* _Point annotation dataset rows_
-- Start --

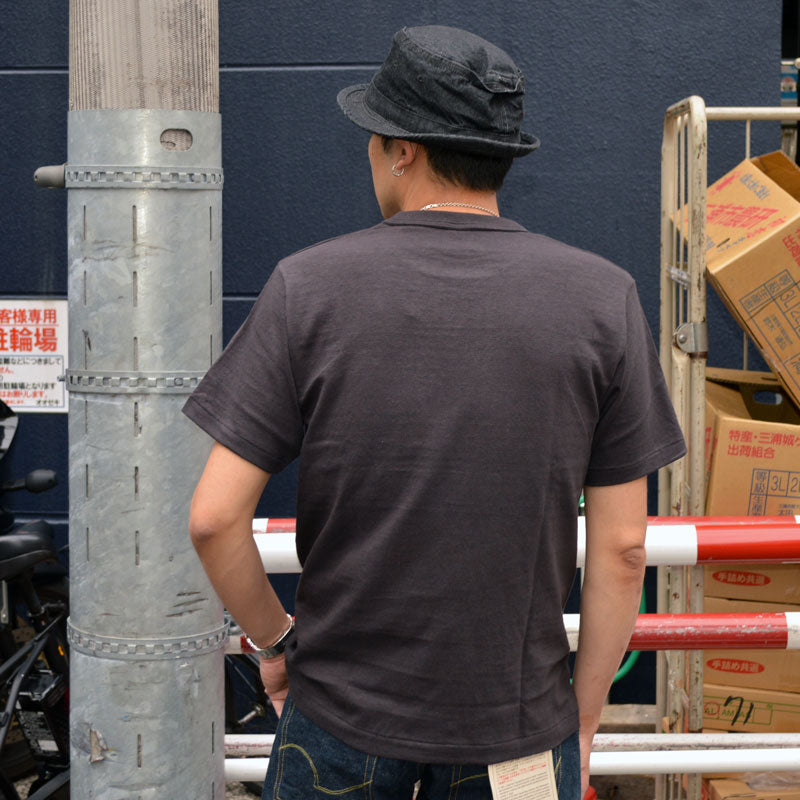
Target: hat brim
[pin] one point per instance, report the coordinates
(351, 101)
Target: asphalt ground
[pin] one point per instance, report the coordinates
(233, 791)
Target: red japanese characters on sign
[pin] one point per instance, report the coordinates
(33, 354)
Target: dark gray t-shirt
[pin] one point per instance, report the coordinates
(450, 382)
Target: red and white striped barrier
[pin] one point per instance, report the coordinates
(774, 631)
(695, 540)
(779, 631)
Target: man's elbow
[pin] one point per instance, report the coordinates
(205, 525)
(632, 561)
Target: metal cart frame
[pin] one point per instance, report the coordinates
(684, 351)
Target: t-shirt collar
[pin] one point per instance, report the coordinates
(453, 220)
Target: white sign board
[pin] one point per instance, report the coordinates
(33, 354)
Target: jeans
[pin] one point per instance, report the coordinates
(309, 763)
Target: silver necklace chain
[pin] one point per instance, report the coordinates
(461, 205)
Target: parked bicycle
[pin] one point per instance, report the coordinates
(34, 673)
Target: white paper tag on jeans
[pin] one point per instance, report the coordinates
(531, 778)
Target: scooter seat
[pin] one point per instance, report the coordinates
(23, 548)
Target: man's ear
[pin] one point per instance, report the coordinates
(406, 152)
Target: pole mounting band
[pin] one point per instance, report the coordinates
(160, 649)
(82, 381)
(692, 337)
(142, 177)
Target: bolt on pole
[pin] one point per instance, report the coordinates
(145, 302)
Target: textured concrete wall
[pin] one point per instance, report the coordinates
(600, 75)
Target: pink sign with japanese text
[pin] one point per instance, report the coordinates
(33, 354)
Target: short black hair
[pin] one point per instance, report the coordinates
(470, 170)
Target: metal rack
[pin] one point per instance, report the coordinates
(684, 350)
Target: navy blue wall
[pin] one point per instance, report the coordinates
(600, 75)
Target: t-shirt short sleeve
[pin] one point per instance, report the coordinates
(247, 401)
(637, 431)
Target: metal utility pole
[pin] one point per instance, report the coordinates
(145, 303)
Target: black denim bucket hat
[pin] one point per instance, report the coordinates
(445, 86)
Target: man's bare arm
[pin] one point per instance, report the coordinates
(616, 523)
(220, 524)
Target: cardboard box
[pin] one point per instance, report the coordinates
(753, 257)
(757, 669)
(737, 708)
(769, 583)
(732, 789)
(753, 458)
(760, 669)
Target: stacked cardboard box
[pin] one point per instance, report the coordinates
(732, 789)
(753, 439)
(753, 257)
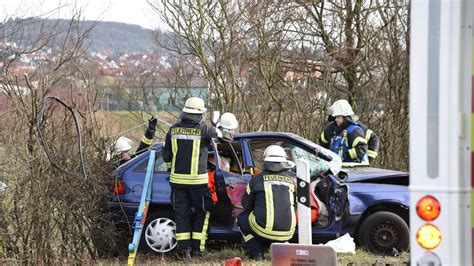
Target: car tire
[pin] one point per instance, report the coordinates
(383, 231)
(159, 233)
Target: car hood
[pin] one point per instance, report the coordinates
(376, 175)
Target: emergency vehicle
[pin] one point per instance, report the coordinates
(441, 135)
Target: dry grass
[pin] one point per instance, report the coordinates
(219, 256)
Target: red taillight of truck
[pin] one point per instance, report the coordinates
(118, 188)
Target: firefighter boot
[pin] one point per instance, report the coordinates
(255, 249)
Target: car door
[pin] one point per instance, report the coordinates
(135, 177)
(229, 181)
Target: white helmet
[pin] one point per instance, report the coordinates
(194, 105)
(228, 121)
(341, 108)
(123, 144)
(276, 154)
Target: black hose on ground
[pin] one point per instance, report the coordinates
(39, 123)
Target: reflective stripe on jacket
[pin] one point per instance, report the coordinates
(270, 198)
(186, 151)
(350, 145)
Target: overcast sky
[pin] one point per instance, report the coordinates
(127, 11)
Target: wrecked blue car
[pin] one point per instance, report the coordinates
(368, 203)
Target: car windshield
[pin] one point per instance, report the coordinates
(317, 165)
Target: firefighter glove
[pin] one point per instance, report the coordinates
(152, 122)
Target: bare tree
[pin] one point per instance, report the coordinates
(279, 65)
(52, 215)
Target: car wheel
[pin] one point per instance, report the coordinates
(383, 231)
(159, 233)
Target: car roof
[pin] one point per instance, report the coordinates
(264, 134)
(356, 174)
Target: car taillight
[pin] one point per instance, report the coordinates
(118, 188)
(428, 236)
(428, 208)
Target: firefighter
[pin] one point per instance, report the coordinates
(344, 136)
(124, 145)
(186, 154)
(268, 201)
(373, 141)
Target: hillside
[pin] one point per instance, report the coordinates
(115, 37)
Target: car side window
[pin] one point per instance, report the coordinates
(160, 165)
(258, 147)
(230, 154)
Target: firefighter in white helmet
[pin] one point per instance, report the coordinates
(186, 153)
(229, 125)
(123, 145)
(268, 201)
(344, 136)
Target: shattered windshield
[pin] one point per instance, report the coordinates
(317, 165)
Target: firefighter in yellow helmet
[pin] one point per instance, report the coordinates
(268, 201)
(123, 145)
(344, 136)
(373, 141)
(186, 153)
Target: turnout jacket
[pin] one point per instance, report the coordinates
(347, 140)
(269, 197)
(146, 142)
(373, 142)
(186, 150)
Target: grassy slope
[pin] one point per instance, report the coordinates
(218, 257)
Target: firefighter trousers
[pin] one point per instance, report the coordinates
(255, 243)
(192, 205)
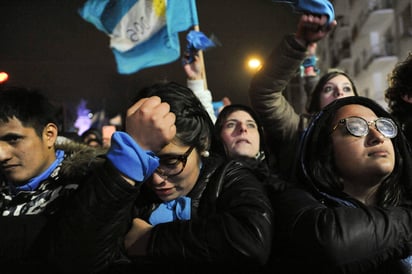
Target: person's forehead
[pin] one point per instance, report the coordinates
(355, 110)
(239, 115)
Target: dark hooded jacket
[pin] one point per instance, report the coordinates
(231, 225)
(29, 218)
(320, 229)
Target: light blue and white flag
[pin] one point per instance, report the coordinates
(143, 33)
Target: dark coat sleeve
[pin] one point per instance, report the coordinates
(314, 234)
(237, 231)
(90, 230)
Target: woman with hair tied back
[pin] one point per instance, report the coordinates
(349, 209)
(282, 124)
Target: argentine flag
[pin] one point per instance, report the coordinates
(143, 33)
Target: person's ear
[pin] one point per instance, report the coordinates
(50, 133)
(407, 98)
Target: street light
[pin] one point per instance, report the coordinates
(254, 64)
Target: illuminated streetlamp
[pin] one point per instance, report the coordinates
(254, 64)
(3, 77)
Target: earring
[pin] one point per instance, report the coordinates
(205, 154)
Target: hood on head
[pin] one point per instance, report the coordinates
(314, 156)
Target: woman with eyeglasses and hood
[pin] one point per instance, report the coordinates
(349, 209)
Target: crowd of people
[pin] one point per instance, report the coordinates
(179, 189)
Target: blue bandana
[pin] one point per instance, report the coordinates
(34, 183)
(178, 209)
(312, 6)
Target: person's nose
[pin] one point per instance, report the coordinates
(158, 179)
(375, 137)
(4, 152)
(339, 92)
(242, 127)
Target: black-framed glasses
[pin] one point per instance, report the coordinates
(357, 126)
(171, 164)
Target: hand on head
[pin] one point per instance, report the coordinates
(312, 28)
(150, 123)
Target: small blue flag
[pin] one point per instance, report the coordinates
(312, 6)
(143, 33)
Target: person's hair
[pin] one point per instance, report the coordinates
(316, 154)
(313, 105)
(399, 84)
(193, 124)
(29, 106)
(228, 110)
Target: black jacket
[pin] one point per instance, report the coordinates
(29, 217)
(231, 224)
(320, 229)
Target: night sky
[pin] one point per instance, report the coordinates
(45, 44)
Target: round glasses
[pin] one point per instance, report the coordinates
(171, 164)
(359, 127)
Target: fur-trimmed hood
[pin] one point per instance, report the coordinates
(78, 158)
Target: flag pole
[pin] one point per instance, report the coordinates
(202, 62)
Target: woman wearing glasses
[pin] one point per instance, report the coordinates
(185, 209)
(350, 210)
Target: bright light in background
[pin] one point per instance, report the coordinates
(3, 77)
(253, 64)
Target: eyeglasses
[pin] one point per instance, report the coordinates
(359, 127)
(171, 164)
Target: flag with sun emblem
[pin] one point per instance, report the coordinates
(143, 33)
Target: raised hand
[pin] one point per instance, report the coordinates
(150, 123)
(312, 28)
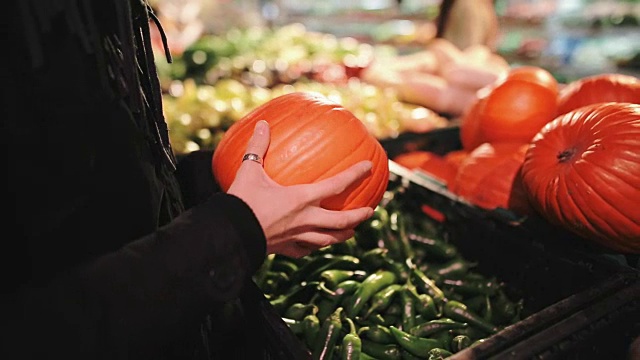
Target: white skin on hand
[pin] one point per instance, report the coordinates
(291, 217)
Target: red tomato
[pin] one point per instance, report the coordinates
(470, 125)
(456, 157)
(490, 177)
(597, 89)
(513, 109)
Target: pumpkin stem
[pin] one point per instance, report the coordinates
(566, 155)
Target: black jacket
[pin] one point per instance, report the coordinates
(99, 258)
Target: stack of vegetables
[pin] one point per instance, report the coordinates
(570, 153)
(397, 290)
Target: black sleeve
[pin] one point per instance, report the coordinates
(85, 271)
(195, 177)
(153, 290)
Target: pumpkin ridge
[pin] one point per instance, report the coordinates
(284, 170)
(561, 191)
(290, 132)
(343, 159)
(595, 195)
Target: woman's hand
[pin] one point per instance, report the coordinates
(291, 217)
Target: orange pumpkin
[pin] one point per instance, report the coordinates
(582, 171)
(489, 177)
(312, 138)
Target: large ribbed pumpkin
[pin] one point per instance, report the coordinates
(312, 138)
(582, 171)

-- End --

* _Exercise instructions_
Beginning with the row that contains "Target: bright light in background" and continuing through the final row, reproduce every row, instructions included, and offset each coordinate in the answers by adding 103. Omit the pictures.

* _Written solution_
Target: bright light in background
[pin] one point per instance, report the coordinates
(106, 180)
(356, 167)
Target: eyeglasses
[pin] one point per instance, report the coordinates
(462, 230)
(274, 267)
Target: flag with sun emblem
[pin] one point per instance, report the coordinates
(246, 136)
Target: raised hand
[pin] one point per instance, report the coordinates
(253, 226)
(415, 131)
Target: white skin on hand
[pin] one point per instance, report the coordinates
(394, 320)
Target: red tomato
[pin] one point per instance, report the coordinates
(573, 228)
(559, 260)
(593, 280)
(700, 192)
(616, 212)
Target: pumpkin stem
[pin] one point per instance, report the coordinates
(669, 258)
Target: black jacket
[pin] one point per instance, report the coordinates
(202, 361)
Target: stack of vegetables
[pin] one point per instance, report the coordinates
(673, 256)
(500, 393)
Target: black sleeve
[pin] one point per instance, report the coordinates
(188, 374)
(298, 280)
(256, 393)
Target: pumpkin ridge
[pin] one point per instance, report the coordinates
(387, 273)
(664, 294)
(393, 235)
(446, 262)
(698, 298)
Target: woman's hand
[pin] one point per instance, report the coordinates
(394, 320)
Target: orange pumpkin
[pin] one point per instance, report the coordinates
(685, 274)
(592, 280)
(415, 241)
Target: large ribbed pumpkin
[pin] one point per instance, report the coordinates
(415, 241)
(685, 274)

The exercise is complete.